§ **RECORDS SUPPLIED**
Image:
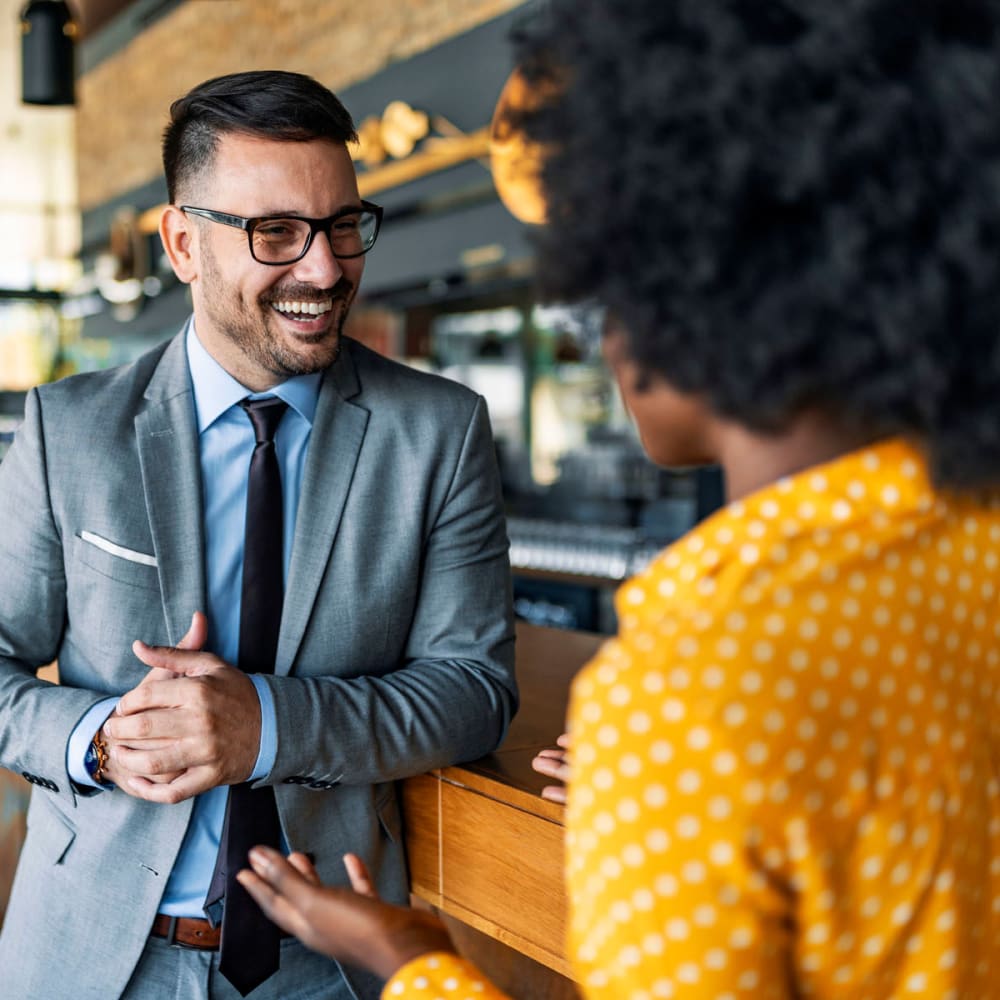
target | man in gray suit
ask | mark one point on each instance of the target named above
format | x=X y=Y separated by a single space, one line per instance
x=122 y=504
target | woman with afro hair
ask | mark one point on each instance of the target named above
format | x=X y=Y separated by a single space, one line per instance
x=786 y=766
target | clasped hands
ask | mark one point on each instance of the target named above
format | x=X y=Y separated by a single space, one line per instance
x=192 y=723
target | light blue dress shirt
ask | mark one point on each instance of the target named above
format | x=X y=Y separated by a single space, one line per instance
x=226 y=442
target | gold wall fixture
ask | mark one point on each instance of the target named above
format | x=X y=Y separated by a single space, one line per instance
x=404 y=144
x=516 y=162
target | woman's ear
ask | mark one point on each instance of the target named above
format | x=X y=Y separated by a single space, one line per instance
x=180 y=243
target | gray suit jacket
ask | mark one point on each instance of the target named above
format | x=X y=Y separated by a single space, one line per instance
x=395 y=654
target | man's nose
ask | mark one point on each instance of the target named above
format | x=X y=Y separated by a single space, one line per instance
x=319 y=266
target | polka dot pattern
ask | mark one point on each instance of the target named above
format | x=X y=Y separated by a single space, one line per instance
x=823 y=750
x=797 y=727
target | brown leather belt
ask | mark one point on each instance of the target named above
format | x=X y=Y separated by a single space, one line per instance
x=188 y=932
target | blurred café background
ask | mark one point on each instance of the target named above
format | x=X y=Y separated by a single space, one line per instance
x=84 y=283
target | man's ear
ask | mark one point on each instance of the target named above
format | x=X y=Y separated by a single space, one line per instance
x=180 y=243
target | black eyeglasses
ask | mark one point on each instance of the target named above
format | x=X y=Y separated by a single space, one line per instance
x=284 y=239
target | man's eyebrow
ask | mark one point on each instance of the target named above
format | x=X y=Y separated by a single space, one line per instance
x=293 y=214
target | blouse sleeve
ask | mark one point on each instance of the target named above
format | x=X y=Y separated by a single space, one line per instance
x=440 y=974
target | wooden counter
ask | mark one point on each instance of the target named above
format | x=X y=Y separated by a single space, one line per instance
x=483 y=846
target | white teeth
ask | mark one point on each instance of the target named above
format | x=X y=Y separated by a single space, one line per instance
x=308 y=308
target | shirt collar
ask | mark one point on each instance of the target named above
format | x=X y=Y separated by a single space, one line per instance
x=215 y=390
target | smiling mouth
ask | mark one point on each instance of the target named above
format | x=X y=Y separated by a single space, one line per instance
x=295 y=309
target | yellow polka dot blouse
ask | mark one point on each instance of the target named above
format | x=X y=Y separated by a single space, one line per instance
x=786 y=768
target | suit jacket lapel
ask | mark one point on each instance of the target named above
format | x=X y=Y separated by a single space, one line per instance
x=334 y=445
x=167 y=438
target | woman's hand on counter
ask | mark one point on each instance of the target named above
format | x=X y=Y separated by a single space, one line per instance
x=554 y=764
x=349 y=925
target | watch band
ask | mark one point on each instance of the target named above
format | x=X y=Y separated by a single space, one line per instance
x=96 y=760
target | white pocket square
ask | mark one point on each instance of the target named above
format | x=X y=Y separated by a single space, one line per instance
x=117 y=550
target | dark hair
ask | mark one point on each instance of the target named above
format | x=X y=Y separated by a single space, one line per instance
x=272 y=104
x=787 y=205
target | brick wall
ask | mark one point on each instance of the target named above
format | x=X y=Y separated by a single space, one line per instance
x=122 y=103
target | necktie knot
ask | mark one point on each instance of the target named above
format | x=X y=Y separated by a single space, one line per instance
x=265 y=415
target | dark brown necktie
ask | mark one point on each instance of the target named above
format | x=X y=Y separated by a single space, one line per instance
x=250 y=942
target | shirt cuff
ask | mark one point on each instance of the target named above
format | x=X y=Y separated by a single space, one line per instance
x=268 y=730
x=81 y=738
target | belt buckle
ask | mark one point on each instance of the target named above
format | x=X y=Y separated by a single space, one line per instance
x=171 y=937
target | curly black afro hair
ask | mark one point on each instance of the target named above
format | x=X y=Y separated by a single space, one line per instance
x=788 y=204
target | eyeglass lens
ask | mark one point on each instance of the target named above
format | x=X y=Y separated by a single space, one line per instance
x=279 y=241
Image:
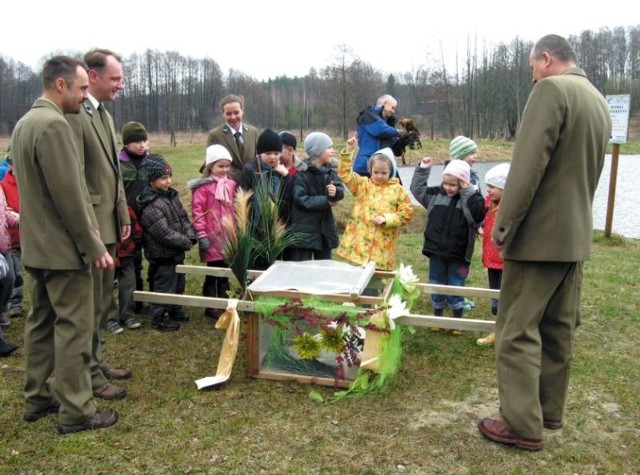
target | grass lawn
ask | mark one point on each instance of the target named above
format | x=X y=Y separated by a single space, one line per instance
x=425 y=423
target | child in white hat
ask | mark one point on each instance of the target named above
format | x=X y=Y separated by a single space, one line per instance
x=494 y=179
x=455 y=209
x=211 y=204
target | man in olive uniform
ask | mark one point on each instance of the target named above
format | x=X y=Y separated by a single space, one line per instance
x=96 y=140
x=238 y=137
x=60 y=240
x=544 y=229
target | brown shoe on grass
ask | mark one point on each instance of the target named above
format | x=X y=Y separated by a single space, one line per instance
x=100 y=420
x=497 y=431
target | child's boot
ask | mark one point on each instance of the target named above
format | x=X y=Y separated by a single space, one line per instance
x=210 y=289
x=438 y=312
x=164 y=323
x=6 y=348
x=457 y=313
x=488 y=340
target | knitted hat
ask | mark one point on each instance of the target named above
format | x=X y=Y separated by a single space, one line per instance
x=215 y=153
x=497 y=176
x=461 y=147
x=133 y=132
x=288 y=139
x=315 y=143
x=156 y=166
x=458 y=168
x=387 y=152
x=269 y=141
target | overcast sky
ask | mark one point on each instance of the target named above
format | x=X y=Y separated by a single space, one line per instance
x=269 y=38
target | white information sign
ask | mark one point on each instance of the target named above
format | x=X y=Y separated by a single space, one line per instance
x=619 y=108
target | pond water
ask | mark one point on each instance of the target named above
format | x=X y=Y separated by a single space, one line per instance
x=626 y=212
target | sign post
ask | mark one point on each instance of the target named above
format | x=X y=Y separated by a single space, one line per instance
x=619 y=109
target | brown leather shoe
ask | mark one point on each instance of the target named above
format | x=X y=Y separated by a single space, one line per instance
x=497 y=431
x=109 y=391
x=99 y=420
x=115 y=373
x=552 y=425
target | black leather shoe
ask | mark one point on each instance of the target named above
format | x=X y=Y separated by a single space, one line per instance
x=165 y=324
x=7 y=348
x=109 y=391
x=179 y=316
x=53 y=408
x=99 y=420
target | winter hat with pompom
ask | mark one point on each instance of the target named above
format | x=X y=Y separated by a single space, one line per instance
x=458 y=168
x=497 y=176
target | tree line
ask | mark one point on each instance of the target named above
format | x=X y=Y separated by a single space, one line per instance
x=482 y=95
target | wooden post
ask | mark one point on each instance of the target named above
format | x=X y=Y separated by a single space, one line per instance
x=612 y=189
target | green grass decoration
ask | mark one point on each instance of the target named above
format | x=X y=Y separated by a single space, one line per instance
x=308 y=325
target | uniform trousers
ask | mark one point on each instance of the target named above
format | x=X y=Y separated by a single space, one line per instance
x=538 y=314
x=58 y=332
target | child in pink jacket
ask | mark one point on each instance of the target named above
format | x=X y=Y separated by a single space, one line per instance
x=211 y=204
x=8 y=219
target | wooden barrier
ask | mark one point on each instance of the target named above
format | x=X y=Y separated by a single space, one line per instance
x=408 y=319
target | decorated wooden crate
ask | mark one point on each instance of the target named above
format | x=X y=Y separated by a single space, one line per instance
x=309 y=320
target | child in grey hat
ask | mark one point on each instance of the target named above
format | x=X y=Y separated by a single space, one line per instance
x=316 y=190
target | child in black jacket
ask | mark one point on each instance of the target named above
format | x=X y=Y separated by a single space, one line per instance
x=167 y=234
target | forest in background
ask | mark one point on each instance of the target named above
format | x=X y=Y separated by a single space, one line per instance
x=482 y=96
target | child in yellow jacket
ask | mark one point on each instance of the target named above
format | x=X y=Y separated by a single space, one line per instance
x=381 y=206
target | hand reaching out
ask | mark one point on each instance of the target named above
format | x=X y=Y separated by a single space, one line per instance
x=379 y=220
x=351 y=141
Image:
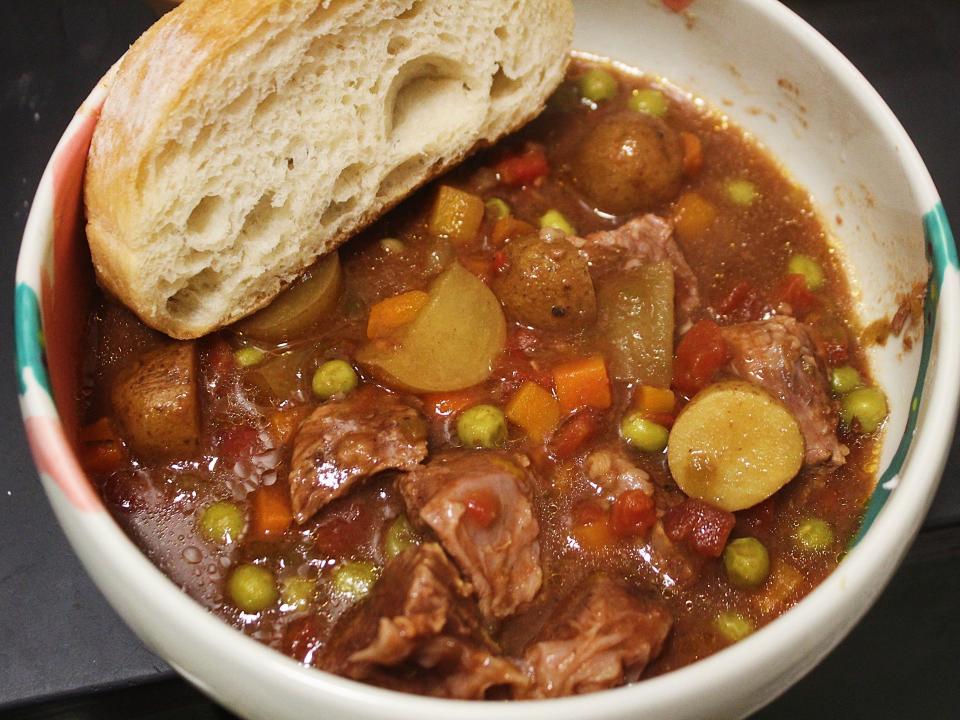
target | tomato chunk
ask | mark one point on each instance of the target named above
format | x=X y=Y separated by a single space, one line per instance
x=699 y=356
x=482 y=508
x=525 y=168
x=702 y=526
x=633 y=513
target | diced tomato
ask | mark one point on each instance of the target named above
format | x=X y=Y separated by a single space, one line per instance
x=743 y=304
x=239 y=441
x=633 y=513
x=482 y=509
x=573 y=434
x=700 y=354
x=525 y=168
x=702 y=526
x=793 y=291
x=759 y=519
x=302 y=638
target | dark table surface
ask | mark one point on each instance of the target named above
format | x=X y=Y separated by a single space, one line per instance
x=63 y=651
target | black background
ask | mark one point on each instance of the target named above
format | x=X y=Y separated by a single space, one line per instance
x=64 y=653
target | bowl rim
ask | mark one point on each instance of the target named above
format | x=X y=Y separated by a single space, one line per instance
x=891 y=520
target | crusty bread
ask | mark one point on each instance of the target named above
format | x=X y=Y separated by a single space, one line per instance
x=242 y=139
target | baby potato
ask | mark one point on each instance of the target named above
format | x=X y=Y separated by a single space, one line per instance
x=734 y=446
x=156 y=401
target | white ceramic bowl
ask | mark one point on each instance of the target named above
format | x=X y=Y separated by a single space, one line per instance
x=774 y=76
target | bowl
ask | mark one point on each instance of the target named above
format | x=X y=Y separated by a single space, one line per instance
x=797 y=95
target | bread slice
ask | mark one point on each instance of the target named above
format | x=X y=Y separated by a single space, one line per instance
x=242 y=139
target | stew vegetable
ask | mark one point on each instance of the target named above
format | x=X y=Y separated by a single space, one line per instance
x=585 y=410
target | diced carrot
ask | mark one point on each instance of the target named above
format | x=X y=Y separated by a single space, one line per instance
x=395 y=312
x=582 y=383
x=510 y=228
x=482 y=508
x=285 y=421
x=445 y=405
x=633 y=513
x=793 y=291
x=699 y=356
x=535 y=410
x=525 y=168
x=692 y=216
x=574 y=434
x=651 y=399
x=692 y=153
x=271 y=513
x=456 y=215
x=101 y=450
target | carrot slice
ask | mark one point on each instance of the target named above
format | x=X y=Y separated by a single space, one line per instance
x=583 y=383
x=535 y=410
x=271 y=514
x=395 y=312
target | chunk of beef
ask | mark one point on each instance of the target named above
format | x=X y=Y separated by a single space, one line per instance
x=778 y=355
x=610 y=470
x=646 y=239
x=156 y=400
x=479 y=505
x=346 y=440
x=420 y=632
x=603 y=638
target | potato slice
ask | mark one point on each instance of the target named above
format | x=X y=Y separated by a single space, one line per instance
x=298 y=308
x=734 y=446
x=451 y=345
x=156 y=401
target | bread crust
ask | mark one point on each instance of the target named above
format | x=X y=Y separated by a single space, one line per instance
x=162 y=72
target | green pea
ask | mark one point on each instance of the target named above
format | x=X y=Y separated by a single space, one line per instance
x=814 y=535
x=809 y=268
x=555 y=219
x=747 y=562
x=648 y=101
x=334 y=377
x=497 y=208
x=732 y=626
x=400 y=535
x=868 y=406
x=597 y=85
x=249 y=356
x=355 y=578
x=392 y=246
x=844 y=379
x=296 y=592
x=643 y=434
x=482 y=426
x=742 y=192
x=252 y=588
x=222 y=523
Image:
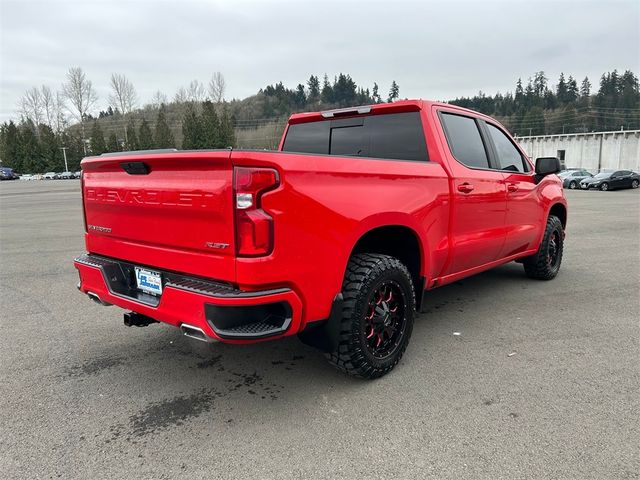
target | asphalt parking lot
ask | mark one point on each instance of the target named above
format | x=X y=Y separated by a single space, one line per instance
x=542 y=382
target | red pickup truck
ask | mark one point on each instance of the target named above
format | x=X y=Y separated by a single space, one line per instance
x=335 y=237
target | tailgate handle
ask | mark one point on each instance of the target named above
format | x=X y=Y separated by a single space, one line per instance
x=135 y=168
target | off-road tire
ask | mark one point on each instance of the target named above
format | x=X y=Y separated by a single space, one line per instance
x=366 y=272
x=538 y=266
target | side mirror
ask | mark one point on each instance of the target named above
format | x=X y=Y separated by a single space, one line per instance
x=546 y=166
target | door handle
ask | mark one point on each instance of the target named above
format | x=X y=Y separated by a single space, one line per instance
x=465 y=187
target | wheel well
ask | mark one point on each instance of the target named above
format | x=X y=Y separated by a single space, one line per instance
x=559 y=211
x=399 y=242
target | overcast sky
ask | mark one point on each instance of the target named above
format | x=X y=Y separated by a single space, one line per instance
x=435 y=50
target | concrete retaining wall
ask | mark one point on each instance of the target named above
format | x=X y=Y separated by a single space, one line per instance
x=592 y=151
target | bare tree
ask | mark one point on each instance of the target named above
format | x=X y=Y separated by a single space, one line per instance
x=195 y=91
x=61 y=118
x=158 y=99
x=30 y=105
x=79 y=91
x=217 y=86
x=123 y=96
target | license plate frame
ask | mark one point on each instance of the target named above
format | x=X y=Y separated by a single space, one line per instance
x=149 y=281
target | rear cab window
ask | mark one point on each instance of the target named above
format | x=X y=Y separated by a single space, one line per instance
x=465 y=141
x=508 y=156
x=394 y=136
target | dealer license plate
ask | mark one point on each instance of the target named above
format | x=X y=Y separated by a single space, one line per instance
x=148 y=281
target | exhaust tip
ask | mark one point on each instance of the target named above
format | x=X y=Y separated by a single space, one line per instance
x=97 y=299
x=195 y=332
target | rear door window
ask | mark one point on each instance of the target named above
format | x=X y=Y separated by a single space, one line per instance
x=464 y=140
x=397 y=136
x=509 y=156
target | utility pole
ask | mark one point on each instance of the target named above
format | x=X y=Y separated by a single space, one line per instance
x=64 y=152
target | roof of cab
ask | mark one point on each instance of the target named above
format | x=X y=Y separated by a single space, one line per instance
x=375 y=109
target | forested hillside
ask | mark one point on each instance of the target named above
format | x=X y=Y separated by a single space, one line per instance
x=198 y=116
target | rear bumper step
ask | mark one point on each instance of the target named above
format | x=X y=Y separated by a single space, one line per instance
x=203 y=309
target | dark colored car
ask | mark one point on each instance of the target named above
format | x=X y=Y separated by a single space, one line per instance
x=8 y=174
x=572 y=178
x=612 y=180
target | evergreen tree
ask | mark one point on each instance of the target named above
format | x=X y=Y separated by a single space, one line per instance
x=98 y=146
x=561 y=90
x=227 y=131
x=300 y=97
x=572 y=90
x=327 y=91
x=113 y=145
x=211 y=126
x=145 y=137
x=519 y=98
x=344 y=90
x=163 y=138
x=132 y=136
x=375 y=96
x=193 y=137
x=394 y=92
x=314 y=89
x=585 y=88
x=533 y=122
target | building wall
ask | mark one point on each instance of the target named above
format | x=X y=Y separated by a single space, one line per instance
x=591 y=151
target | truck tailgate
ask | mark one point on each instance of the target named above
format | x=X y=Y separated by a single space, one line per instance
x=167 y=210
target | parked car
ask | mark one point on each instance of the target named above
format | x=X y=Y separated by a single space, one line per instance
x=572 y=178
x=335 y=237
x=7 y=173
x=612 y=180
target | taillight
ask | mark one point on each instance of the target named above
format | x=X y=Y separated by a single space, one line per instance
x=254 y=226
x=84 y=210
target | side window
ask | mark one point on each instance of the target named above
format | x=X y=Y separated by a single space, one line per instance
x=464 y=140
x=509 y=157
x=310 y=137
x=398 y=135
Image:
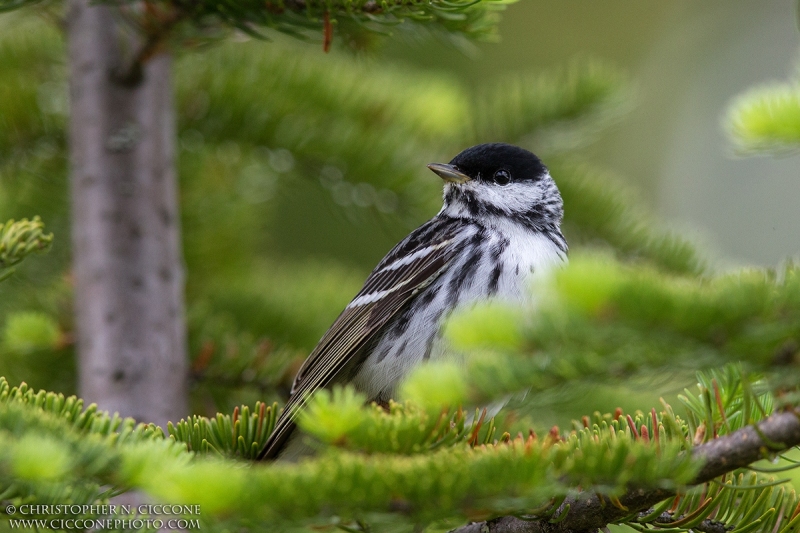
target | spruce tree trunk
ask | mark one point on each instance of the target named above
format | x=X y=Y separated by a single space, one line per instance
x=127 y=260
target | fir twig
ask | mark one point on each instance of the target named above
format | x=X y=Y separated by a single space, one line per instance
x=722 y=455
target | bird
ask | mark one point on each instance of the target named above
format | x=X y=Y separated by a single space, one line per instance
x=500 y=225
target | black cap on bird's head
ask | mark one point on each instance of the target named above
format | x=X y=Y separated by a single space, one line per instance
x=499 y=182
x=496 y=163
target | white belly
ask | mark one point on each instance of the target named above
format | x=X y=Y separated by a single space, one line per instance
x=526 y=256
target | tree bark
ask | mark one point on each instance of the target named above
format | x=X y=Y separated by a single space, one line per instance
x=127 y=259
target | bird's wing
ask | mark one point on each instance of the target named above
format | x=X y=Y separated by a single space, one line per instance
x=411 y=266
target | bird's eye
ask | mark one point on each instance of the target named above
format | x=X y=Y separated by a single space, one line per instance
x=502 y=177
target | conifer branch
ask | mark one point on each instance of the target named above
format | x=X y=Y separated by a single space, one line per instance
x=721 y=455
x=19 y=239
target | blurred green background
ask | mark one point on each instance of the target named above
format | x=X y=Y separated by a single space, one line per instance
x=279 y=234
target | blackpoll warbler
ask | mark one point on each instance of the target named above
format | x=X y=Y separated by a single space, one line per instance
x=500 y=223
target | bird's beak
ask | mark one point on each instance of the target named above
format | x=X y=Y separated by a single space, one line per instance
x=449 y=173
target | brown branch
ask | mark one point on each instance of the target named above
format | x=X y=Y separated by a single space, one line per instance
x=588 y=512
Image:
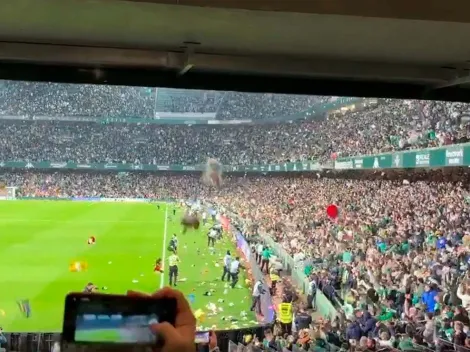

§ **PROBLEM TO WORK ON**
Going through the entries above, tally every line that contains the string "bowl", then state only the total.

§ **THE ANSWER**
3